__WRITTEN EXERCISE__
Reproduce every one of the records below verbatim, omitting the pictures.

__PROVIDED INFORMATION__
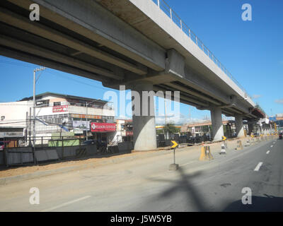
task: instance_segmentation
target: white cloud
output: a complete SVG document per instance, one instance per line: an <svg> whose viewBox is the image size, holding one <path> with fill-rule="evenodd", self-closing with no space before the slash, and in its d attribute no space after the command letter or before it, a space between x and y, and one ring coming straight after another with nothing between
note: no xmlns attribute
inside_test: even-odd
<svg viewBox="0 0 283 226"><path fill-rule="evenodd" d="M252 96L252 98L253 98L253 99L258 99L258 98L260 98L260 97L261 97L261 95L254 94L254 95Z"/></svg>
<svg viewBox="0 0 283 226"><path fill-rule="evenodd" d="M283 98L275 100L275 102L277 103L277 104L283 105Z"/></svg>

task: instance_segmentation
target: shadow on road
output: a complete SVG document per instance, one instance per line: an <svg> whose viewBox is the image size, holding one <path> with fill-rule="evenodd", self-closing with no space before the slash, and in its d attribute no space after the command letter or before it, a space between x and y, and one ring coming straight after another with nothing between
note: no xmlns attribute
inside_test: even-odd
<svg viewBox="0 0 283 226"><path fill-rule="evenodd" d="M187 197L188 210L192 210L191 211L195 210L200 212L207 211L203 204L203 201L201 198L202 194L197 189L194 187L191 182L191 180L193 178L199 177L201 174L201 172L197 172L192 174L185 174L182 168L179 168L178 172L180 174L180 179L178 180L149 179L154 182L170 182L173 184L172 186L160 194L156 197L156 200L164 200L164 198L175 196L180 191L185 191ZM175 205L176 203L174 203L173 204Z"/></svg>
<svg viewBox="0 0 283 226"><path fill-rule="evenodd" d="M265 194L265 197L252 196L252 204L243 205L241 200L228 205L224 212L269 212L283 211L283 198Z"/></svg>

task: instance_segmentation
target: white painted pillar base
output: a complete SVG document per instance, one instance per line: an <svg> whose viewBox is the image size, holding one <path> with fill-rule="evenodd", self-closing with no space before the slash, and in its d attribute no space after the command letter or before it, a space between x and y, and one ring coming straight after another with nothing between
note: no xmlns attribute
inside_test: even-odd
<svg viewBox="0 0 283 226"><path fill-rule="evenodd" d="M235 126L236 126L236 133L237 137L242 137L245 136L243 132L243 117L236 114L235 115Z"/></svg>
<svg viewBox="0 0 283 226"><path fill-rule="evenodd" d="M222 112L220 107L212 107L210 109L212 124L212 138L213 141L219 141L222 140L224 136L222 123Z"/></svg>
<svg viewBox="0 0 283 226"><path fill-rule="evenodd" d="M134 115L133 109L133 139L134 139L134 150L149 150L156 149L156 132L155 124L155 114L154 114L154 97L150 96L148 98L148 102L144 102L142 91L152 91L153 85L148 83L139 83L133 85L132 90L132 95L134 97L133 92L137 91L140 97L140 115ZM137 93L136 93L137 94ZM145 105L148 107L148 116L143 115L143 108ZM152 115L152 112L154 112Z"/></svg>

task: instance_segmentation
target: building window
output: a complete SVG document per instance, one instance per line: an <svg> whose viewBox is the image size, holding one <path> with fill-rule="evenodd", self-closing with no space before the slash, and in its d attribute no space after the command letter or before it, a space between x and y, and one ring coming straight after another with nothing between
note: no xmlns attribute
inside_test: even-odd
<svg viewBox="0 0 283 226"><path fill-rule="evenodd" d="M54 102L53 103L53 106L60 106L61 105L61 102Z"/></svg>

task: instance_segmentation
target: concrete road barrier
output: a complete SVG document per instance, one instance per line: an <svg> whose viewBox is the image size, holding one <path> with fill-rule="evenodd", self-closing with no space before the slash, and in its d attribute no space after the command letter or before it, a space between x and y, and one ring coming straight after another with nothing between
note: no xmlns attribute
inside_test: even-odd
<svg viewBox="0 0 283 226"><path fill-rule="evenodd" d="M242 145L242 141L237 141L237 148L236 150L243 150L243 145Z"/></svg>

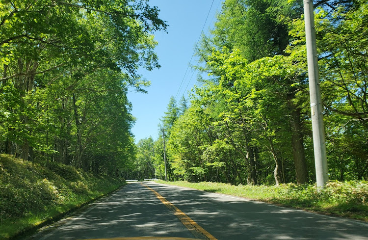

__WRITTEN ANSWER__
task: instance_segmentation
target: white cloud
output: a complete SVG document per instance, one instance per line: an <svg> whose viewBox is the image size, holding one <path> with fill-rule="evenodd", self-closing with no space before the slash, and in its d attribute no space after the command letter or before it, a space between x and y, and one ring coming straight after another with nothing between
note: no xmlns attribute
inside_test: even-odd
<svg viewBox="0 0 283 226"><path fill-rule="evenodd" d="M252 96L252 98L253 98L253 99L258 99L258 98L260 98L260 97L261 97L261 95L254 94L254 95Z"/></svg>
<svg viewBox="0 0 283 226"><path fill-rule="evenodd" d="M283 98L275 100L275 102L277 103L277 104L283 105Z"/></svg>

task: instance_segmentation
target: shadow on road
output: a complete SVG document per instance, one instance per line: an <svg> whose viewBox is the image size, holding one <path> with fill-rule="evenodd", self-closing with no space before the slash, and in its d attribute no space after the command letter or before it, a space between x and y, and one ring coming straight after another with nothing between
note: no xmlns attribute
inside_test: even-odd
<svg viewBox="0 0 283 226"><path fill-rule="evenodd" d="M187 197L188 210L192 210L191 211L195 210L200 212L207 211L203 204L203 201L201 198L202 194L197 189L194 187L191 182L191 180L193 178L199 177L201 174L201 172L197 172L192 174L185 174L182 168L179 168L178 172L180 174L180 179L178 180L149 179L154 182L170 182L173 184L172 186L160 194L156 197L156 200L164 200L164 198L175 196L180 191L185 191ZM175 205L176 203L174 203L173 204Z"/></svg>
<svg viewBox="0 0 283 226"><path fill-rule="evenodd" d="M265 194L265 197L252 196L252 204L243 205L241 200L228 205L224 212L269 212L283 211L283 198Z"/></svg>

task: instance_segmentation
target: white painted pillar base
output: a complete SVG document per instance, one instance per line: an <svg> whose viewBox is the image size, holding one <path> with fill-rule="evenodd", self-closing with no space before the slash, and in its d attribute no space after the command letter or before it, a space between x and y, and one ring coming straight after another with nothing between
note: no xmlns attribute
inside_test: even-odd
<svg viewBox="0 0 283 226"><path fill-rule="evenodd" d="M235 126L236 126L236 133L237 137L242 137L245 136L243 132L243 117L236 114L235 115Z"/></svg>
<svg viewBox="0 0 283 226"><path fill-rule="evenodd" d="M222 112L220 107L212 107L210 109L212 124L212 138L213 141L219 141L222 140L224 136L222 123Z"/></svg>
<svg viewBox="0 0 283 226"><path fill-rule="evenodd" d="M134 115L133 109L133 139L134 139L134 150L149 150L156 149L156 132L155 124L155 114L154 114L154 97L150 96L148 98L148 102L144 102L142 91L152 91L153 85L148 83L139 83L133 85L132 90L132 95L134 97L133 92L137 91L140 97L140 115ZM137 93L136 93L137 94ZM145 105L148 107L148 116L143 115L143 108ZM152 115L152 112L154 112Z"/></svg>

task: instance_segmentation
target: building window
output: a complete SVG document per instance, one instance per line: an <svg> whose viewBox is the image size, holding one <path> with fill-rule="evenodd", self-closing with no space before the slash, and in its d attribute no space after the command letter or before it, a space between x and y, and one ring coming straight after another with nothing between
note: no xmlns attribute
inside_test: even-odd
<svg viewBox="0 0 283 226"><path fill-rule="evenodd" d="M54 102L53 103L53 106L60 106L61 105L61 102Z"/></svg>

task: instance_segmentation
target: concrete road barrier
output: a complete SVG document per instance, one instance per line: an <svg> whose viewBox is the image size, holding one <path> with fill-rule="evenodd", self-closing with no space before the slash, and in its d attribute no space after the command letter or before it, a space between x and y, and one ring coming straight after another with nothing between
note: no xmlns attribute
inside_test: even-odd
<svg viewBox="0 0 283 226"><path fill-rule="evenodd" d="M242 145L242 141L237 141L237 148L236 150L243 150L243 145Z"/></svg>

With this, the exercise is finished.